(DATA RECORDS)
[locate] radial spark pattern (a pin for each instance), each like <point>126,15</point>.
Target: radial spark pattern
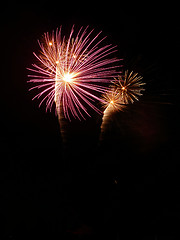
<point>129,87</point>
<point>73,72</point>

...

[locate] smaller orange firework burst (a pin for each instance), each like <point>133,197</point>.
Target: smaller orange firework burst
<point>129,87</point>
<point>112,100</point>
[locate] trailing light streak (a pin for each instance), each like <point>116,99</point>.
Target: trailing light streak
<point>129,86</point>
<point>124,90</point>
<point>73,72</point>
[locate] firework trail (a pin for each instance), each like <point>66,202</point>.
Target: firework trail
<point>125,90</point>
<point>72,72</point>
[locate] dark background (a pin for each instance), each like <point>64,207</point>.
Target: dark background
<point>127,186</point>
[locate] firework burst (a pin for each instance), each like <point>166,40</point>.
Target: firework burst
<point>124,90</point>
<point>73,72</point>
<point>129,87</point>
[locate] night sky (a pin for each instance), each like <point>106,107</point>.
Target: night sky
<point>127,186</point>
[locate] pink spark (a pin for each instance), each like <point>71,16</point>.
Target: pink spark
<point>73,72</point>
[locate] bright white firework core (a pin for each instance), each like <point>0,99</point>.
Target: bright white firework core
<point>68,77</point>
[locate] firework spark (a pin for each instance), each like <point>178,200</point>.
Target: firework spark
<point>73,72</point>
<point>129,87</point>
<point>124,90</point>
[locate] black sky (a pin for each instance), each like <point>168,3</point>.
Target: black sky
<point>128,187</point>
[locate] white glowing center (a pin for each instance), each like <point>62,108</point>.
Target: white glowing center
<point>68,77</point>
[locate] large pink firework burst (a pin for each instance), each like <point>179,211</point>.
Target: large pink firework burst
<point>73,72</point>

(PROBLEM DESCRIPTION)
All lines above from the one with "[locate] trailing light" to the one with "[locate] pink spark", inclusive, should be copied exactly, and no other lines.

(RESULT)
[locate] trailing light streak (a pin for each instance), each like <point>116,99</point>.
Target: trailing light streak
<point>129,86</point>
<point>124,90</point>
<point>73,72</point>
[locate] firework trail (a pin for each instance), each like <point>66,202</point>.
Target: firework trail
<point>125,90</point>
<point>72,72</point>
[locate] dark background (a pin for each instance), each like <point>64,207</point>.
Target: dark background
<point>127,186</point>
[locate] firework burst (a pin for each instance), each like <point>166,40</point>.
Target: firework burst
<point>124,90</point>
<point>73,72</point>
<point>129,87</point>
[locate] night sky (a pin for each instance), each like <point>106,107</point>.
Target: night sky
<point>127,186</point>
[locate] pink spark (a pin for each instance), each like <point>71,16</point>.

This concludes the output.